Stored data
________________________________________

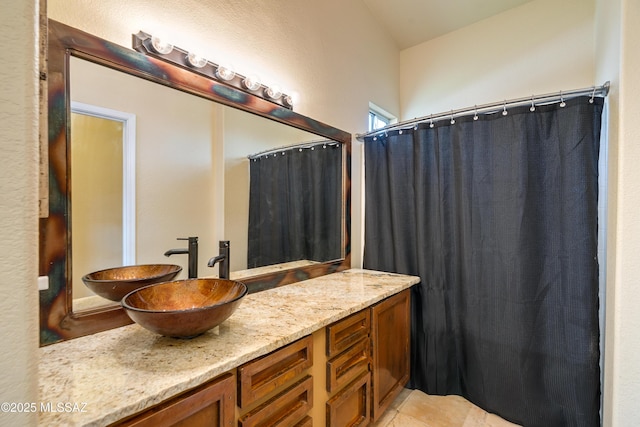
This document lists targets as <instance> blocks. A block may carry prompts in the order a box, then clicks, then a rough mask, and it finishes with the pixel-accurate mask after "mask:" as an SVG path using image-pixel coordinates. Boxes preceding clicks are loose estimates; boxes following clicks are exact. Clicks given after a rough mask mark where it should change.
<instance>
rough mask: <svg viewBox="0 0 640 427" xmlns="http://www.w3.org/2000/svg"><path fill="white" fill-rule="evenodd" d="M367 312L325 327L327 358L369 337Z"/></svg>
mask: <svg viewBox="0 0 640 427" xmlns="http://www.w3.org/2000/svg"><path fill="white" fill-rule="evenodd" d="M370 326H371V315H370V314H369V310H362V311H359V312H357V313H356V314H352V315H351V316H349V317H347V318H345V319H342V320H340V321H338V322H336V323H334V324H332V325H329V326H327V356H328V357H334V356H336V355H338V354H340V353H342V352H343V351H345V350H346V349H348V348H349V347H351V346H352V345H354V344H355V343H357V342H358V341H360V340H362V339H363V338H365V337H368V336H369V332H370V329H371V327H370Z"/></svg>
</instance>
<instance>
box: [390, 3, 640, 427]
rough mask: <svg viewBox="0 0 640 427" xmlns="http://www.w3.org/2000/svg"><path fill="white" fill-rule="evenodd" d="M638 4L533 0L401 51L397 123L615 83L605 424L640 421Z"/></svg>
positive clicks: (606, 178) (639, 184)
mask: <svg viewBox="0 0 640 427" xmlns="http://www.w3.org/2000/svg"><path fill="white" fill-rule="evenodd" d="M639 19H640V4H639V3H638V2H637V1H636V0H595V1H591V0H588V1H582V0H561V1H557V0H536V1H533V2H530V3H527V4H525V5H523V6H521V7H518V8H516V9H512V10H511V11H508V12H505V13H503V14H501V15H498V16H495V17H493V18H489V19H487V20H485V21H481V22H479V23H477V24H474V25H471V26H468V27H466V28H463V29H461V30H459V31H456V32H453V33H450V34H447V35H444V36H442V37H440V38H438V39H436V40H433V41H431V42H428V43H424V44H422V45H419V46H416V47H413V48H410V49H406V50H404V51H402V52H401V55H400V58H401V71H400V75H401V77H400V87H401V90H400V93H401V101H400V104H401V111H402V114H401V117H402V119H409V118H413V117H416V116H426V115H428V114H430V113H439V112H442V111H448V110H449V109H452V108H454V109H455V108H462V107H468V106H472V105H474V104H482V103H487V102H494V101H499V100H501V99H509V98H519V97H524V96H527V95H528V94H537V93H548V92H556V91H558V90H562V89H571V88H579V87H590V86H592V85H594V84H602V83H604V82H605V81H607V80H609V81H611V91H610V94H609V96H608V99H607V103H608V121H609V123H608V150H607V151H605V153H604V154H605V155H607V156H608V175H607V176H603V177H602V178H603V179H605V180H606V184H607V186H608V193H607V221H606V223H604V224H600V226H601V227H606V231H607V254H606V260H600V261H601V263H604V264H605V267H606V274H607V279H606V286H607V290H606V325H605V330H604V331H603V332H604V334H605V355H604V356H605V360H604V362H605V364H604V383H603V425H604V426H607V427H608V426H615V427H618V426H629V427H631V426H635V425H636V424H637V420H638V419H640V406H639V405H638V402H640V362H638V360H640V359H638V354H639V353H640V310H638V307H640V291H638V283H640V263H639V262H638V259H637V254H638V253H639V252H640V237H639V236H640V217H639V216H638V209H637V206H640V170H639V169H638V167H637V165H638V164H639V162H640V146H639V145H638V141H639V140H640V122H639V121H638V119H637V118H638V117H640V79H638V77H637V70H638V69H640V55H638V52H639V51H640V46H639V44H640V28H639V27H638V26H637V22H638V20H639Z"/></svg>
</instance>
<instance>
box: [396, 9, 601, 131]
mask: <svg viewBox="0 0 640 427" xmlns="http://www.w3.org/2000/svg"><path fill="white" fill-rule="evenodd" d="M593 14H594V1H593V0H536V1H532V2H529V3H526V4H524V5H522V6H520V7H517V8H514V9H511V10H508V11H507V12H504V13H501V14H499V15H496V16H494V17H491V18H488V19H485V20H483V21H480V22H478V23H476V24H473V25H469V26H467V27H465V28H462V29H460V30H458V31H454V32H452V33H449V34H445V35H443V36H441V37H438V38H436V39H434V40H432V41H429V42H426V43H423V44H420V45H418V46H415V47H412V48H409V49H405V50H403V51H402V52H401V53H400V104H401V117H402V119H403V120H406V119H411V118H414V117H422V116H427V115H429V114H432V113H434V114H435V113H441V112H445V111H449V110H451V109H458V108H465V107H469V106H473V105H481V104H485V103H490V102H495V101H500V100H503V99H513V98H521V97H526V96H529V95H533V94H545V93H550V92H558V91H560V90H565V89H576V88H582V87H590V86H592V85H594V84H602V83H604V82H595V81H594V77H595V67H594V64H595V58H594V27H593Z"/></svg>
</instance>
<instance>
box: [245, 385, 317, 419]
mask: <svg viewBox="0 0 640 427" xmlns="http://www.w3.org/2000/svg"><path fill="white" fill-rule="evenodd" d="M312 406H313V378H312V377H311V376H306V377H304V378H303V379H302V380H300V381H298V382H297V383H295V384H294V385H293V386H291V387H289V388H288V389H287V390H285V391H284V392H282V393H280V394H278V395H276V396H275V397H273V398H271V399H269V400H268V401H266V402H265V403H263V404H262V405H260V406H258V407H257V408H256V409H254V410H252V411H250V412H248V413H247V414H245V415H243V416H242V417H240V419H239V420H238V426H239V427H267V426H268V427H289V426H294V425H309V424H308V423H309V421H310V420H311V419H310V418H309V417H307V413H308V412H309V410H310V409H311V407H312ZM307 418H309V420H307ZM299 423H302V424H299Z"/></svg>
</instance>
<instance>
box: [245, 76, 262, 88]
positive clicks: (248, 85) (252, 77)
mask: <svg viewBox="0 0 640 427" xmlns="http://www.w3.org/2000/svg"><path fill="white" fill-rule="evenodd" d="M242 84H243V85H244V87H246V88H247V89H249V90H252V91H256V90H258V89H260V86H262V84H261V83H260V78H259V77H258V76H256V75H249V76H247V77H245V78H244V80H243V81H242Z"/></svg>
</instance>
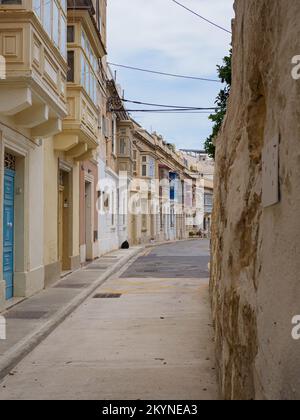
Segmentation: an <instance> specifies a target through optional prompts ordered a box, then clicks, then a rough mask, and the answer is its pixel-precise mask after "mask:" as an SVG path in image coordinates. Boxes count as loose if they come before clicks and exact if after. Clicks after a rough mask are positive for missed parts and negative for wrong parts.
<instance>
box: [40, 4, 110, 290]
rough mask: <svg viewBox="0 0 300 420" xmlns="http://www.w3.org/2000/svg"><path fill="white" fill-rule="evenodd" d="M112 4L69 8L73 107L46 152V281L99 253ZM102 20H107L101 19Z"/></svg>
mask: <svg viewBox="0 0 300 420" xmlns="http://www.w3.org/2000/svg"><path fill="white" fill-rule="evenodd" d="M105 5H106V2H104V1H101V2H97V3H96V4H95V2H92V1H89V0H75V1H71V2H69V3H68V17H67V18H68V27H67V59H68V73H67V107H68V116H67V118H65V120H64V121H63V127H62V131H61V133H59V134H58V135H56V136H55V137H54V138H53V139H52V140H51V141H49V142H48V143H47V147H45V168H44V171H45V172H44V173H45V187H47V190H48V191H50V193H47V194H46V195H45V239H44V248H45V270H46V271H45V274H46V276H45V278H46V283H47V284H49V283H51V282H53V281H54V280H55V279H56V278H57V277H58V276H59V275H60V273H61V271H63V272H65V271H72V270H74V269H76V268H79V267H80V264H82V263H84V262H85V261H86V260H93V259H94V258H96V257H97V256H98V255H99V253H98V236H97V235H95V232H97V213H96V202H97V198H98V197H97V184H98V167H97V160H96V158H97V153H98V152H99V150H98V149H99V146H100V143H101V135H102V134H101V131H100V127H99V112H100V108H101V98H102V96H101V83H103V82H102V80H101V72H100V68H99V62H100V60H101V59H102V58H103V57H104V56H105V54H106V49H105V36H103V33H105V20H104V19H103V16H105V14H106V13H105ZM100 17H101V19H100Z"/></svg>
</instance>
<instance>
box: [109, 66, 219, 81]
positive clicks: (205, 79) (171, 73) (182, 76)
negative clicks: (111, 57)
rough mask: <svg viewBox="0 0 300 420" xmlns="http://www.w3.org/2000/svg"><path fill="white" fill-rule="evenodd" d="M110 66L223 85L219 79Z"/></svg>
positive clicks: (114, 66)
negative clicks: (197, 76) (217, 79)
mask: <svg viewBox="0 0 300 420" xmlns="http://www.w3.org/2000/svg"><path fill="white" fill-rule="evenodd" d="M107 64H109V65H110V66H114V67H121V68H124V69H129V70H135V71H141V72H145V73H152V74H158V75H162V76H169V77H178V78H181V79H190V80H200V81H204V82H215V83H222V82H221V81H220V80H217V79H206V78H204V77H196V76H184V75H181V74H174V73H165V72H162V71H155V70H149V69H143V68H140V67H133V66H127V65H125V64H116V63H110V62H109V63H107Z"/></svg>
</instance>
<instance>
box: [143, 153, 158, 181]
mask: <svg viewBox="0 0 300 420" xmlns="http://www.w3.org/2000/svg"><path fill="white" fill-rule="evenodd" d="M142 176H143V177H148V178H154V177H155V159H153V158H152V157H151V156H143V157H142Z"/></svg>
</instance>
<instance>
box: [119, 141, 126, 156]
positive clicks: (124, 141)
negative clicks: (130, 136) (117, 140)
mask: <svg viewBox="0 0 300 420" xmlns="http://www.w3.org/2000/svg"><path fill="white" fill-rule="evenodd" d="M125 154H126V140H125V139H124V138H121V139H120V155H125Z"/></svg>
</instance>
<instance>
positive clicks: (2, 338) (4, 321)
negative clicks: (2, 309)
mask: <svg viewBox="0 0 300 420" xmlns="http://www.w3.org/2000/svg"><path fill="white" fill-rule="evenodd" d="M0 340H6V319H5V318H4V316H1V315H0Z"/></svg>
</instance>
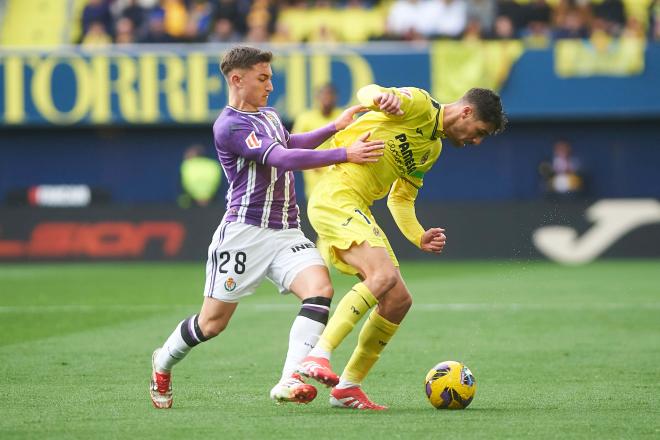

________________________________________

• [The problem]:
Leave out all pictures and output each line exactly, from the top of the records through the line that holds "4L533 0L401 51L397".

• [Task output]:
This document lists targets as <instance> blocks. A block may carry prompts in the order a box, then clicks, then a rough mask, and it finishes with the pixel-accurate mask after "mask:" as an SVG path using image-pixel coordinates. Boxes preceding clicks are loose estimates; boxes following clicks are exact. Clicks given after a rough mask mark where it should change.
<instance>
rough mask: <svg viewBox="0 0 640 427" xmlns="http://www.w3.org/2000/svg"><path fill="white" fill-rule="evenodd" d="M367 312L325 327L327 358L369 337Z"/></svg>
mask: <svg viewBox="0 0 640 427" xmlns="http://www.w3.org/2000/svg"><path fill="white" fill-rule="evenodd" d="M370 326H371V315H370V314H369V310H362V311H359V312H357V313H356V314H352V315H351V316H349V317H347V318H345V319H342V320H340V321H338V322H336V323H334V324H332V325H329V326H327V356H328V357H334V356H336V355H338V354H340V353H342V352H343V351H345V350H346V349H348V348H349V347H351V346H352V345H354V344H355V343H357V342H358V341H360V340H362V339H363V338H365V337H368V336H369V332H370V329H371V327H370Z"/></svg>
</instance>
<instance>
box: [390, 3, 640, 427]
rough mask: <svg viewBox="0 0 640 427" xmlns="http://www.w3.org/2000/svg"><path fill="white" fill-rule="evenodd" d="M638 4L533 0L401 51L397 123L615 83L605 424L640 421Z"/></svg>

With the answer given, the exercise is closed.